§ SOURCE EXCERPT

= = = = =

Volume 231 Number 16 | Tuesday, 12 November 2019
UCLG World Congress – World Summit of Local and Regional Leaders:
Monday, 11 November 2019 | Durban, South Africa
The United Cities and Local Governments (UCLG) World Summit of Local and Regional Leaders convened on Monday for the first of two days of preparatory sessions, leading up to the official opening of the Summit on Wednesday. Approximately 20 sessions took place throughout the day, organized around four “Tracks,” as well as the Local4Action Hub, an informal meeting place, and related events organized by themes and constituencies.
Inauguration of the Local4ActionHub: On Monday morning, a brief session took place to launch the Local4Action Hub, in the “Agora” area of the conference center. In his opening remarks, Mpho Parks Tau, President, UCLG, described the Assembly Track as the “heart” of the Congress, and explained that thematic discussions would be facilitated by UCLG regional networks, aimed at crafting a common policy agenda around five themes: finance; multi-level and multi-stakeholder governance; resilient and sustainable cities; demographic growth and associated challenges for cities; and migration.
Emilia Sáiz, UCLG Secretary-General, highlighted the role of the Hub as a space for co-creating a policy-making mechanism “that will define the future of our movement,” and noted all UCLG-affiliated networks would play an active role in the discussions.
Mayors for the Future: This session was chaired by Emilia Sáiz Garrancedo, Secretary-General, UCLG.
Marvin Rees, Mayor of Bristol, United Kingdom, noted that cities deal with the consequences of failed international systems, including climate change and financial collapse. Speaking as a mayor of African descent, he highlighted the significance of what leadership means on the continent of Africa for black people all over the world.
Mxolisi Kaunda, Mayor of Durban-Ethekwini, spoke of the need for cities to share experiences.
Rohey Malick Lowe, Mayor of Banjul, The Gambia, spoke of the challenge for women leaders to be heard, highlighting the role of corruption at the national level, and the need for directing international funding streams to benefit local communities.
Mpho Parks Tau acknowledged the strides made by local and regional governments in bringing their voices to the global policy table, and called for further institutionalization of this role, especially at the UN.
Cities at the Centre: How ‘State of the Cities’ Reports Influence Urban Policy and Governance: This session, organized with the South African Cities Network, considered the role of African cities as engines of growth in the context of global investment. Ronald Wall, University of the Witwatersrand, South Africa, introduced findings in the State of African Cities Report. He noted the role of skills development in addressing income inequality, and highlighted the issue of skewed foreign investment distribution which has benefited larger cities. He noted the need to better understand and respond collaboratively to Africa’s new status as a top attractor of inward investment.
Mzwandile Masina, Mayor of Ekurhuleni, South Africa, addressed urban priorities and equitable distribution of resources, noting the reality in South Africa is that voters are looking for change. Sithole Mbanga, South African Cities Network, outlined the contribution of the State of the Cities Report as a policy instrument and as a source of ideas to address South Africa’s post-apartheid policy legacy.

= = = = =

Pointing records
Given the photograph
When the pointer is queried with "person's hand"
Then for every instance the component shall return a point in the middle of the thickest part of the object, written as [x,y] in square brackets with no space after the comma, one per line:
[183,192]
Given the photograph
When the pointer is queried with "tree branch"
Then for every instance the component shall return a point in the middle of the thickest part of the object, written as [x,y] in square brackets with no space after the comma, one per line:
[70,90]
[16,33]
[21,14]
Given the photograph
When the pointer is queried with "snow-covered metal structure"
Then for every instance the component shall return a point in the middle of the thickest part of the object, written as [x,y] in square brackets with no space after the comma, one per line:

= = = = =

§ REQUIREMENTS
1 - According to the Durban summit report, where was the Local4Action Hub launched?
2 - Rewrite the Durban summit report between "Marvin Rees, Mayor" and "especially at the UN.", inclusive, replacing "international funding streams" with "global funding streams".
3 - Translate this sentence from the Durban summit report into Spanish: "Mxolisi Kaunda, Mayor of Durban-Ethekwini, spoke of the need for cities to share experiences."

§ TASK-BY-TASK OUTPUTS
1 - In the "Agora" area of the conference center.

2 -
Marvin Rees, Mayor of Bristol, United Kingdom, noted that cities deal with the consequences of failed international systems, including climate change and financial collapse. Speaking as a mayor of African descent, he highlighted the significance of what leadership means on the continent of Africa for black people all over the world.
Mxolisi Kaunda, Mayor of Durban-Ethekwini, spoke of the need for cities to share experiences.
Rohey Malick Lowe, Mayor of Banjul, The Gambia, spoke of the challenge for women leaders to be heard, highlighting the role of corruption at the national level, and the need for directing global funding streams to benefit local communities.
Mpho Parks Tau acknowledged the strides made by local and regional governments in bringing their voices to the global policy table, and called for further institutionalization of this role, especially at the UN.

3 - Mxolisi Kaunda, alcalde de Durban-Ethekwini, habló de la necesidad de que las ciudades compartan experiencias.